== WORK TO COMPLETE ==
All that should come back is the lines of the data below from the one containing "Target: silver car" to the one containing "of the dark", inclusive, exactly as they stand.

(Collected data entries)

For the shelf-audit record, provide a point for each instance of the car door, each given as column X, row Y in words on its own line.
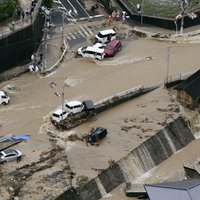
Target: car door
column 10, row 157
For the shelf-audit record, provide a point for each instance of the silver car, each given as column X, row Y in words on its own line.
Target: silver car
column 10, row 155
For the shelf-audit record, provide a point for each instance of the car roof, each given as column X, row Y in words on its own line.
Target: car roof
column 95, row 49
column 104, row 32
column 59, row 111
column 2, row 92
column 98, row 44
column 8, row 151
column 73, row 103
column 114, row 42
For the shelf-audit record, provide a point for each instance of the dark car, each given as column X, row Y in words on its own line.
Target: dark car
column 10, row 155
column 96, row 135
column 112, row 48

---

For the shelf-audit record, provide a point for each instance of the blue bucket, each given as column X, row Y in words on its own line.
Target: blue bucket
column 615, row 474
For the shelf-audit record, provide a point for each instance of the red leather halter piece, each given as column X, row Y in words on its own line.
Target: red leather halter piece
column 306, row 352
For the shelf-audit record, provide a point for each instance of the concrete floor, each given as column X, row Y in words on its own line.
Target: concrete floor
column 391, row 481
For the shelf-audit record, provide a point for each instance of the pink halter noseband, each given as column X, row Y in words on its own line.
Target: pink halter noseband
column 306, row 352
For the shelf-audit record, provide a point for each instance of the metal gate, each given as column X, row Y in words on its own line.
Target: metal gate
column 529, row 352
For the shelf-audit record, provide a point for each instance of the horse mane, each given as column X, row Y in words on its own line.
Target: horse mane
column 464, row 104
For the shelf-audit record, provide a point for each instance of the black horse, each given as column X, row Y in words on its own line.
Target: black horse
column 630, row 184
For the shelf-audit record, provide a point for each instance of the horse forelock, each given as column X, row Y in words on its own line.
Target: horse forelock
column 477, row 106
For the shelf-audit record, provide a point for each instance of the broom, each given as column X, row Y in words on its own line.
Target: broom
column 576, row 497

== ANSWER SECTION ==
Target: silver car
column 10, row 155
For the shelf-audit record, provide a point for each instance of the car roof, each given as column X, row Y in words on its own line.
Target: car roof
column 95, row 49
column 104, row 32
column 59, row 111
column 2, row 92
column 98, row 44
column 8, row 151
column 73, row 103
column 114, row 42
For the shelf-audit record, provide a point for each instance of the dark car, each given as column X, row Y in words on its own line.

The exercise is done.